■ **Assignment**
The material below holds pictures, which are to be left out; copy exactly the lines from the one with "Category: rooftop hvac unit" through the one with "of the blue".

**********

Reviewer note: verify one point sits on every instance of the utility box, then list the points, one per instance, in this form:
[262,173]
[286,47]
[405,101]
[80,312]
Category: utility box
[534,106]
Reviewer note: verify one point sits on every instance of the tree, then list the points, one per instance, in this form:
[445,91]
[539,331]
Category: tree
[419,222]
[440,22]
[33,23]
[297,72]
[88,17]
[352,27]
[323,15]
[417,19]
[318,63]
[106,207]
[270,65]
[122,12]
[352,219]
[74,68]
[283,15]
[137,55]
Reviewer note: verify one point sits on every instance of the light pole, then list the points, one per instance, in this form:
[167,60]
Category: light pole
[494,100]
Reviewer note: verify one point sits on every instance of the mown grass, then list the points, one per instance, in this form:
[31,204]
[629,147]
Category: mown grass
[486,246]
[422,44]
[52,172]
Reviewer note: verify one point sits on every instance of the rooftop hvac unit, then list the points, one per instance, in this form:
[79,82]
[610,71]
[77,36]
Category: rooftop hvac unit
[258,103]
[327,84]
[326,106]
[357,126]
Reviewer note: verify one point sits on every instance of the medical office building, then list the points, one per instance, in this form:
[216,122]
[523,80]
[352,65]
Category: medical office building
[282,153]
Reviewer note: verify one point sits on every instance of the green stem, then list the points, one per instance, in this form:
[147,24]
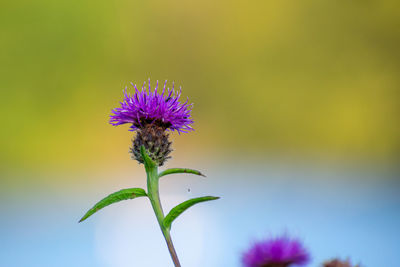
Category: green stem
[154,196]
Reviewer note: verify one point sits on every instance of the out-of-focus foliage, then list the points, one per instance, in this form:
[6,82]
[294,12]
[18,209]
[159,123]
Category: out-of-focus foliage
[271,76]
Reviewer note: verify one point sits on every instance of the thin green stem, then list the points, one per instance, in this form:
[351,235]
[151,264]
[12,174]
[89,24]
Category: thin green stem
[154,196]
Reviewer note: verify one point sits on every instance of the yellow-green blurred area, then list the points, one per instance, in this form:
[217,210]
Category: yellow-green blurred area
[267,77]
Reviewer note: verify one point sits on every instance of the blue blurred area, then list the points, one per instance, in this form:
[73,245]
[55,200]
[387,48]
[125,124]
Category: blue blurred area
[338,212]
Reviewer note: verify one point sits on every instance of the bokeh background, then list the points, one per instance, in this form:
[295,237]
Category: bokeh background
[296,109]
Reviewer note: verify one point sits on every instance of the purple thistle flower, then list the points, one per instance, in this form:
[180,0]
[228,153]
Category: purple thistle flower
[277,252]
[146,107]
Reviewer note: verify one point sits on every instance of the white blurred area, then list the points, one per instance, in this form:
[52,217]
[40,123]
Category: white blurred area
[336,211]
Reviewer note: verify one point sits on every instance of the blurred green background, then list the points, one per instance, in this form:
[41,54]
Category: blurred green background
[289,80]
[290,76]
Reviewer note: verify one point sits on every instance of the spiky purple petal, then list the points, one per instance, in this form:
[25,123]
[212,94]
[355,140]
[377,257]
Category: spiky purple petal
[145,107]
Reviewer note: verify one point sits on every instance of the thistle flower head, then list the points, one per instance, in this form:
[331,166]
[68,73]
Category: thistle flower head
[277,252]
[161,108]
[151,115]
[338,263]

**********

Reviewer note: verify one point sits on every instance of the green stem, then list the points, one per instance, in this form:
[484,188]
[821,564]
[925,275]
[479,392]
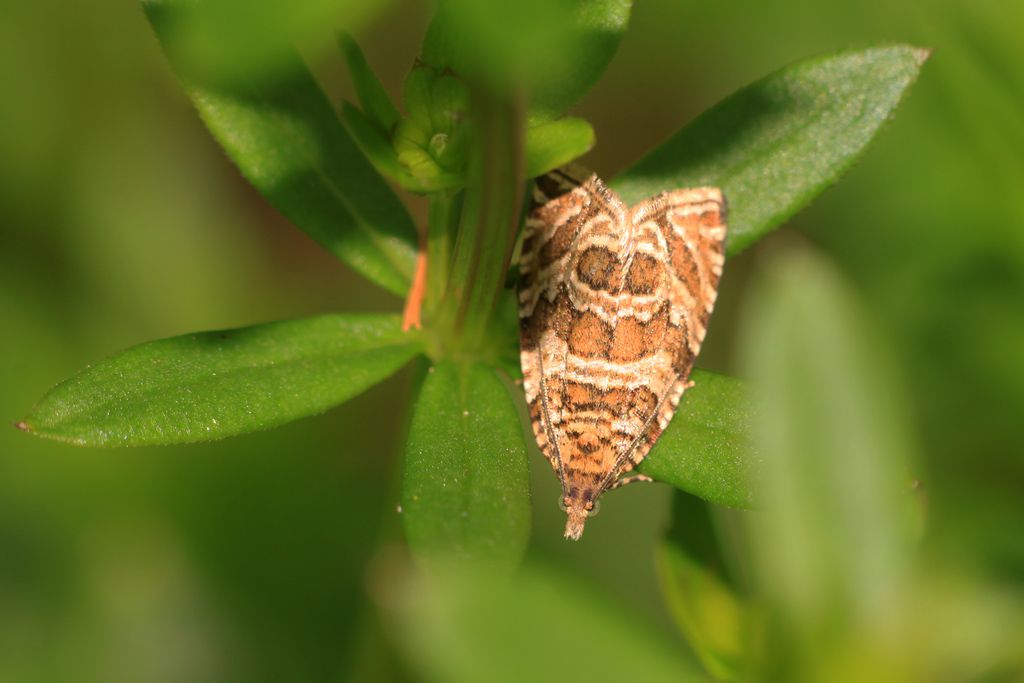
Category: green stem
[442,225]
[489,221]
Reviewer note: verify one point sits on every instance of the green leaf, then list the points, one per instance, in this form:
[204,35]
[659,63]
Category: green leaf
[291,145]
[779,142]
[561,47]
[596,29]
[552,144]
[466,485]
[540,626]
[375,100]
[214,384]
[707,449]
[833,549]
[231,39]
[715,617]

**********

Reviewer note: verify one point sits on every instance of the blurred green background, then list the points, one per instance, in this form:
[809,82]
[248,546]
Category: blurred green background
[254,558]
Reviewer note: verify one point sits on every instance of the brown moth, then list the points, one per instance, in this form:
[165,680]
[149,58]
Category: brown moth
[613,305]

**********

■ **Output for this task**
Category: rooftop hvac unit
[258,103]
[327,84]
[326,106]
[357,126]
Reviewer note: verify one point sits on every instance of the medical office building, then list the points, one per instance, in this form:
[216,122]
[523,80]
[352,65]
Category: medical office building
[282,153]
Reviewer note: verify one point sits on every instance of the green stem, then list the points, one per instance, in this form:
[147,24]
Category: green stem
[154,196]
Reviewer note: verify one point sits on every instance of the out-of-focus foliage, then list the points, one per instance, in this form:
[6,82]
[294,12]
[18,209]
[159,123]
Category: out-of-focus foliage
[271,76]
Reviewer note: verify one point sits on every instance of the thin green stem, then list the points, one per instance, in this form:
[351,235]
[151,264]
[12,174]
[89,24]
Category: thin green stem
[154,196]
Reviewer note: verify one point sits on every instance of the yellow-green blurred area, then list the points, one per instance, in this form:
[217,210]
Category: yellow-green blurred area
[267,77]
Reviewer note: verify one point sits on every instance of the blue blurred area, then list the points, one per instance, in this form:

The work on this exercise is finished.